* Excerpt to read
Wednesday morning, December 12, 2007
My computer just reminded me that I have an appointment with my cardiologist Friday afternoon at 2:00, which at first glance is no big deal, especially when compared to having my prostate checked; however, this woman is my HEART doctor and it has “sick sinus syndrome,” which requires that I have a pacemaker. Now, a pacemaker is no big deal—really!—until it gets to be five years old (which mine is and then some), which is when the battery begins to run out of energy (possibly!). Of course, this means that I have to have it checked often, like every month, to be sure it is in “Copper Top” condition (this was done last night!). The problem is this: no one ever tells me whether the battery is “full of energy,” “half-way full,” or “almost dead”. Since I am yet alive, I can only assume that it has at least enough energy for the moment!
Getting this pacemaker checked is quite high tech; I call somewhere in Connecticut or New York and speak to someone who does not speak true English (Southern!) and tell them that it is time for my pacemaker check. The rest is very routine: I place the telephone receiver onto a device that transmits an EKG from electrodes that are attached to my wrists to Connecticut or New York. This goes on for 40 seconds, and then I place a magnet over my pacemaker for another 40 seconds, which by the way shuts it off so they can determine how much energy is left in the battery (they NEVER tell me, however!), while I hope it comes back on (of course, the only way I can tell for sure is that I continue breathing!). Finally, I repeat step #1, only to hear, “PERFECT! Call us if you need anything!” Now, that “perfect” does NOT mean that my pacemaker’s battery is perfectly filled with energy; it simply means that the tech received a legible EKG.

* Questions on the material
a. In the journal entry about the pacemaker, what condition does the writer's heart have that requires a pacemaker?
b. Reproduce the passage of the pacemaker journal entry from "Wednesday morning, December" up to and including "for the moment!".
c. Resume the journal entry about the pacemaker check, beginning after its final sentence.

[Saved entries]
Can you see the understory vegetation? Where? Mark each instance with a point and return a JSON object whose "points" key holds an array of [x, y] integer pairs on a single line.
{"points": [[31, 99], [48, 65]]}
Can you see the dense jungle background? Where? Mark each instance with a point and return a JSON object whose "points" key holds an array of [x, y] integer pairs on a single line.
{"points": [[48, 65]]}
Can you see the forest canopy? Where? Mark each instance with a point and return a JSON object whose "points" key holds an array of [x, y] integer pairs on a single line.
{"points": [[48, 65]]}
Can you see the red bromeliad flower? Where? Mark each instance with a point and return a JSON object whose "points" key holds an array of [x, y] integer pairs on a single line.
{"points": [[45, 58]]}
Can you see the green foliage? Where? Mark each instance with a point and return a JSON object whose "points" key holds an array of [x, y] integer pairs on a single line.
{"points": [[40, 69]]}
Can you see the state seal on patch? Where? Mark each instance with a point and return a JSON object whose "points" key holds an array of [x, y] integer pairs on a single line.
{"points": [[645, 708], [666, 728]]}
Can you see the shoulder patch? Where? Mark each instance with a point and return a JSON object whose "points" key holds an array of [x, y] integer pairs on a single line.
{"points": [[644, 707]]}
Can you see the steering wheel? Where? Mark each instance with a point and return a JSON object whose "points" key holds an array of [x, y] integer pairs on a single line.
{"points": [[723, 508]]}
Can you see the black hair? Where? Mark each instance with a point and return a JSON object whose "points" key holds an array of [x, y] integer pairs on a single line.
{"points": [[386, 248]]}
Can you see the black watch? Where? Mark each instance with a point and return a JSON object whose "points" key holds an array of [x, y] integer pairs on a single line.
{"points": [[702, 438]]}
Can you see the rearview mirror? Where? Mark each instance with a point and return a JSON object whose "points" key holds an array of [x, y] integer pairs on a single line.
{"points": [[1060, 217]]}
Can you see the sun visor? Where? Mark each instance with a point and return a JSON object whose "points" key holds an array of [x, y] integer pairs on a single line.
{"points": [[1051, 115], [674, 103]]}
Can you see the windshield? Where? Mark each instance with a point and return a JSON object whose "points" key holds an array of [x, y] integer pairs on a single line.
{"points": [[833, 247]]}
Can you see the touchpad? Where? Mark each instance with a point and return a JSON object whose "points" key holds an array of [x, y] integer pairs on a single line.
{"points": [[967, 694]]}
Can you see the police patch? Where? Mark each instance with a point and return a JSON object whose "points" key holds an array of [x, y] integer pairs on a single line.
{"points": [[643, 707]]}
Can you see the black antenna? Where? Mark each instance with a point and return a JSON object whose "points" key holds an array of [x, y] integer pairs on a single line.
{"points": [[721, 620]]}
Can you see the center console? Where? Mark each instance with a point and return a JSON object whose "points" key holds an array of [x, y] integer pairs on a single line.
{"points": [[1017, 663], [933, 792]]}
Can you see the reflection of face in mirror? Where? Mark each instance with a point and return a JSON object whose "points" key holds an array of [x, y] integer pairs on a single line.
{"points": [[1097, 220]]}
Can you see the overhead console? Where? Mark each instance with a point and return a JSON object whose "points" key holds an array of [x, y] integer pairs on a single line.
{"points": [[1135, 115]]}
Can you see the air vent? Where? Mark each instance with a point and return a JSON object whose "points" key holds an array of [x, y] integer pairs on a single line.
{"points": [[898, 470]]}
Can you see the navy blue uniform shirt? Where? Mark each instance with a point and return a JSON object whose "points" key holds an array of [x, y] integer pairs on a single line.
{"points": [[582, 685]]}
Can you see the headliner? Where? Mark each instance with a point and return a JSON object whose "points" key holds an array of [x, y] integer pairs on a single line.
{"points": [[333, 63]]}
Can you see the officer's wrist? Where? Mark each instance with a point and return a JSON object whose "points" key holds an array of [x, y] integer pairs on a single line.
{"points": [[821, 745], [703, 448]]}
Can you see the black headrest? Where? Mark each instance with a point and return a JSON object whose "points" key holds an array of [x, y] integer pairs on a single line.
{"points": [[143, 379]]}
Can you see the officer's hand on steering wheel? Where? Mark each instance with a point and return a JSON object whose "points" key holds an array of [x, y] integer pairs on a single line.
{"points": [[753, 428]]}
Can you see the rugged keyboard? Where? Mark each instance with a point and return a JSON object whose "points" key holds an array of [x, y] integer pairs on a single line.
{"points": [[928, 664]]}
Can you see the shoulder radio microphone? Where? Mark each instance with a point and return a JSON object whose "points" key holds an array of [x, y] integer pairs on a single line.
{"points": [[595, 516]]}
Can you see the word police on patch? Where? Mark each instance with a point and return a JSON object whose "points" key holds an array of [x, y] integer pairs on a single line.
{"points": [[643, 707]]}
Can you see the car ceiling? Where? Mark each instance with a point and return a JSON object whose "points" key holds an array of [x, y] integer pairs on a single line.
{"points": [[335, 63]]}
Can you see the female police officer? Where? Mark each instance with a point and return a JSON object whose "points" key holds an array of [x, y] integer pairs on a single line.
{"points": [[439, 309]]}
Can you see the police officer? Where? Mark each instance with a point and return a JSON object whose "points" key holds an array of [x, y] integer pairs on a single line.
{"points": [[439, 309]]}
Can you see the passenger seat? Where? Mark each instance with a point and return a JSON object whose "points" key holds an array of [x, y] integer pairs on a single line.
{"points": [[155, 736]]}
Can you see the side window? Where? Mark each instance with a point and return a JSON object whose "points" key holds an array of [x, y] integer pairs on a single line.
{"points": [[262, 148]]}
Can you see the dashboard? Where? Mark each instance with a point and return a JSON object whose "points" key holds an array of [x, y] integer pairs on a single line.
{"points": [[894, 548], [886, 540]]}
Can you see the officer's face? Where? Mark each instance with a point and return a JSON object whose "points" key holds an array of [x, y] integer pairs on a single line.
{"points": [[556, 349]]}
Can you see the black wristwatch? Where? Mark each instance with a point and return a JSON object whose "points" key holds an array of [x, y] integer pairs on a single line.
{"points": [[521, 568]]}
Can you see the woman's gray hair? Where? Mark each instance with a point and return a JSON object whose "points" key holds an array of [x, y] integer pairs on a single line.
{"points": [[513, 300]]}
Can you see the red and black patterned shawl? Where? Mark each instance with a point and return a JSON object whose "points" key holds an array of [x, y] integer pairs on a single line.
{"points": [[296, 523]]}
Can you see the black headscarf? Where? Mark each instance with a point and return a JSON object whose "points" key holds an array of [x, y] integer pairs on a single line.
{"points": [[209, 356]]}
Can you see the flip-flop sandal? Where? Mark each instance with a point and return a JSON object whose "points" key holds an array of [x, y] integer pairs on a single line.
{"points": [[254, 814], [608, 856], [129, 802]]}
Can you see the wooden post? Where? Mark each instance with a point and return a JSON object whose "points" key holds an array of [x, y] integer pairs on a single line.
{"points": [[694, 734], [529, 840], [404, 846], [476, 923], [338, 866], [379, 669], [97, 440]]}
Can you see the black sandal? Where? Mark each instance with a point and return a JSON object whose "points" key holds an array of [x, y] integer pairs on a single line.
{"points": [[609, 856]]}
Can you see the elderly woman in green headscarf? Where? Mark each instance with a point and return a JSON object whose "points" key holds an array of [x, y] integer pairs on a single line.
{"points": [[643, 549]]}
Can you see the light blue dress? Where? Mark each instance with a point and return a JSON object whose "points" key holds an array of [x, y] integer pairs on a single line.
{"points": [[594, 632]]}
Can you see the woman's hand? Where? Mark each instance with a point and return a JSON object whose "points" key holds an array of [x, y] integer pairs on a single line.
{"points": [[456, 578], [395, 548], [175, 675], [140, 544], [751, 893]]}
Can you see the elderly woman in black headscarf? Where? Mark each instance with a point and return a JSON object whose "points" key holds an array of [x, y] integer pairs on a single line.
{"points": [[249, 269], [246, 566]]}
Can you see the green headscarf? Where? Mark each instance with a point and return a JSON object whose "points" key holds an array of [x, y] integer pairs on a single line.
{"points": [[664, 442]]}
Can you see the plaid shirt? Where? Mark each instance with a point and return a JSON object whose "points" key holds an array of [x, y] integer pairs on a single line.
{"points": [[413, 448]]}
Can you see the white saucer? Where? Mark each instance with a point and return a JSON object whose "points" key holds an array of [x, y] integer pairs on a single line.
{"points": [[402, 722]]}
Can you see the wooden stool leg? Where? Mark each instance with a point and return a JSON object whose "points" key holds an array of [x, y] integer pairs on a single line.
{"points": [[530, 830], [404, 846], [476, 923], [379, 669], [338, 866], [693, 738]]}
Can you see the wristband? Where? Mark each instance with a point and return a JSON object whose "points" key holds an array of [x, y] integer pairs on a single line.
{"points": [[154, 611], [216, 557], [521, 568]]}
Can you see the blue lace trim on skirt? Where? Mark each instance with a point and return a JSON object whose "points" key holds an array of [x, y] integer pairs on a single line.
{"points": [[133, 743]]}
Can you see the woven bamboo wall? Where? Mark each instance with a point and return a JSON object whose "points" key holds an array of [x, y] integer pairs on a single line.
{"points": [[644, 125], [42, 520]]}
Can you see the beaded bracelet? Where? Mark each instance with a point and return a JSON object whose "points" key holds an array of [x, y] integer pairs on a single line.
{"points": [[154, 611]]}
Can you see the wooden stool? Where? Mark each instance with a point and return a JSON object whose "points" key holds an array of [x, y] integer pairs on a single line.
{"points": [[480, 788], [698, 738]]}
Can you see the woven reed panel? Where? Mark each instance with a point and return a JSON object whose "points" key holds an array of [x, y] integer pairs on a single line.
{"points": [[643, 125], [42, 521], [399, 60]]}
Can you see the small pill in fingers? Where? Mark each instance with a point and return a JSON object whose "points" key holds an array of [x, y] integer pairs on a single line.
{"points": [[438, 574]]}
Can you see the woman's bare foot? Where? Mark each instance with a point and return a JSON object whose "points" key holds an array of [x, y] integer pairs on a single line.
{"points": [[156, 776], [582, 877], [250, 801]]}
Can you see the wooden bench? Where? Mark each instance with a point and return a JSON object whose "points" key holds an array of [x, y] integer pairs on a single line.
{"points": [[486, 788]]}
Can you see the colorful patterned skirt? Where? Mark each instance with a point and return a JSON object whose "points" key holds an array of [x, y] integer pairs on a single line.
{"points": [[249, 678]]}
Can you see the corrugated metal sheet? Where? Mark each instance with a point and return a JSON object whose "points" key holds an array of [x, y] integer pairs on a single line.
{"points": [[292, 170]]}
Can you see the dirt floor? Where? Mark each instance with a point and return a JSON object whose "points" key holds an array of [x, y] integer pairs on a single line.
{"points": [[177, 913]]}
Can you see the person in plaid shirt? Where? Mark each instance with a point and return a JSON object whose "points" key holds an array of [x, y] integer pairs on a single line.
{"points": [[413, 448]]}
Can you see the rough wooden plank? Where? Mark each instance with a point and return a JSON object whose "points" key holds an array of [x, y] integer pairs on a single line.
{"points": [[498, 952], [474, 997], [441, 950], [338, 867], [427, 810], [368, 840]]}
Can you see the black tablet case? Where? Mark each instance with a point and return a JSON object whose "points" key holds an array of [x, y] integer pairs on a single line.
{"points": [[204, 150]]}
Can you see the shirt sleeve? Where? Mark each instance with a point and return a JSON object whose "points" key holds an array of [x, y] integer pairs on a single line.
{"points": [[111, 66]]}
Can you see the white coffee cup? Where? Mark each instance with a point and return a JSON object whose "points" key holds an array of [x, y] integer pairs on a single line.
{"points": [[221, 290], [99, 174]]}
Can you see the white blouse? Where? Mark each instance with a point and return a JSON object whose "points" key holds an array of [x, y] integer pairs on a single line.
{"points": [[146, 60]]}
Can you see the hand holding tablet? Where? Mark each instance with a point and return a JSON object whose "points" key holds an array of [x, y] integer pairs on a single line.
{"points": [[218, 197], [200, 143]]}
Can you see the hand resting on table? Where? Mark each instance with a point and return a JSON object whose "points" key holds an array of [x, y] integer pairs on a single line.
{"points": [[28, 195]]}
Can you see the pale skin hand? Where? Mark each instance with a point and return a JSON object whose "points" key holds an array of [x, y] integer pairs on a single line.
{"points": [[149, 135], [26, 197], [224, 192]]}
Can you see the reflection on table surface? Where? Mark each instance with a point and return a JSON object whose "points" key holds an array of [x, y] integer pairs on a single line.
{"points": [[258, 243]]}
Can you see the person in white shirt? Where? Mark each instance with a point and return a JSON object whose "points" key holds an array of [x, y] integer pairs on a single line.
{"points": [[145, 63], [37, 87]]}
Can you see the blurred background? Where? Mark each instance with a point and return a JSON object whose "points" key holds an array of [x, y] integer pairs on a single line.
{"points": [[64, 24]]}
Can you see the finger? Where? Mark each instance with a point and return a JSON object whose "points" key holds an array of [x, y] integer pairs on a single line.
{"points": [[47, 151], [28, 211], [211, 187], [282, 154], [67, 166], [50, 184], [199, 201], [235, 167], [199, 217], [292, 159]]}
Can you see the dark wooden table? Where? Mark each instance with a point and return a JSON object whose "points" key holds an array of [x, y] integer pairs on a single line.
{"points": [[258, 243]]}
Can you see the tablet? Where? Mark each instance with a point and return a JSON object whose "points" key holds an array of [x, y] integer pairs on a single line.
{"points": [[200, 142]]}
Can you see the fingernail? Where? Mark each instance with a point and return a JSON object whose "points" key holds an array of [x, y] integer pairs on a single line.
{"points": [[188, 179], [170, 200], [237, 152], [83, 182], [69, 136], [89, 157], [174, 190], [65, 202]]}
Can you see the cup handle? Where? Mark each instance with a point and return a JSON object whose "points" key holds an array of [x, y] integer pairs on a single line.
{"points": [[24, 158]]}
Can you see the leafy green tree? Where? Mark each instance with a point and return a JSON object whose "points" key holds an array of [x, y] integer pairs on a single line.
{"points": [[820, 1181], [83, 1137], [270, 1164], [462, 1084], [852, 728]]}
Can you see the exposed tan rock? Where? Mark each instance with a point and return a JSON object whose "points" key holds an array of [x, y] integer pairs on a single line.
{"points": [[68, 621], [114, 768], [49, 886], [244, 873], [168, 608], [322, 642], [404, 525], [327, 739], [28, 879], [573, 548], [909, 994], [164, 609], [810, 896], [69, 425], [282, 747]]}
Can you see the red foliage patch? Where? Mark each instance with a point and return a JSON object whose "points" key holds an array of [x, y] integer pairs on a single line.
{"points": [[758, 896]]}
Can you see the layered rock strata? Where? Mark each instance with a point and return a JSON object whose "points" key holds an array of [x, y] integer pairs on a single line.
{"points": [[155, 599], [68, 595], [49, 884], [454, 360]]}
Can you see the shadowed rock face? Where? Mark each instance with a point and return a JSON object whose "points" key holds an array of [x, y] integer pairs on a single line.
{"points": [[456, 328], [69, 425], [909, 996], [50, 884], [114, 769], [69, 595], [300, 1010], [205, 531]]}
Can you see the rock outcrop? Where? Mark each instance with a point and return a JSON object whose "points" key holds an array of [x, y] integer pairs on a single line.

* Solved problems
a. Sick sinus syndrome.

b.
Wednesday morning, December 12, 2007
My computer just reminded me that I have an appointment with my cardiologist Friday afternoon at 2:00, which at first glance is no big deal, especially when compared to having my prostate checked; however, this woman is my HEART doctor and it has “sick sinus syndrome,” which requires that I have a pacemaker. Now, a pacemaker is no big deal—really!—until it gets to be five years old (which mine is and then some), which is when the battery begins to run out of energy (possibly!). Of course, this means that I have to have it checked often, like every month, to be sure it is in “Copper Top” condition (this was done last night!). The problem is this: no one ever tells me whether the battery is “full of energy,” “half-way full,” or “almost dead”. Since I am yet alive, I can only assume that it has at least enough energy for the moment!

c.
As you might imagine, this continues to go downhill. This tech passes the EKG along to some monitor tech in India or Afghanistan or Iran, who decides if a REAL doctor needs to see it. If so, then the strip is sent via fax or carrier pigeon or email to a REAL doctor in Uzbekistan or Istanbul or Iceland, who determines if MY cardiologist needs to be brought up to speed. Well, this works out very nice because I get to see her once a year, unless her office calls to cancel my appointment due to some emergency, which means that it will be at least 6 more months before I see her. Well this ain’t (Southern for is not) rocket science; the way I figure it, it is entirely possible that I could have been dead for 19 months before MY cardiologist ever found it out, unless she reads the daily obits and happens to recognize my name.
For those of you who know me, you have probably already figured out that I have casually mentioned this to her, only to learn that she hates the way this is done, too, but Medicare won’t pay for it to be done in her office, so she has no other choice. Well, heck, even though I am eligible for Medicare, I only have part A because we (my wife and I) have other insurance until she turns 65 (which ain’t long), so Medicare wasn’t paying my bill anyway, but that isn’t the point.
The point is this: if we aren’t careful, the government is going to be taking charge of the treatment of our other heart—the one that really matters—and when it does, we won’t like it anymore than I like the way my physical heart is treated now. You can rest assured of this: if (probably, when) the radical Muslim world takes charge of the USA, what we know as freedom of religion will no longer exist and someone from Iran or Istanbul or some place, will be dictating more than you and I desire.
Just a reminder that complacency ain’t a good idea!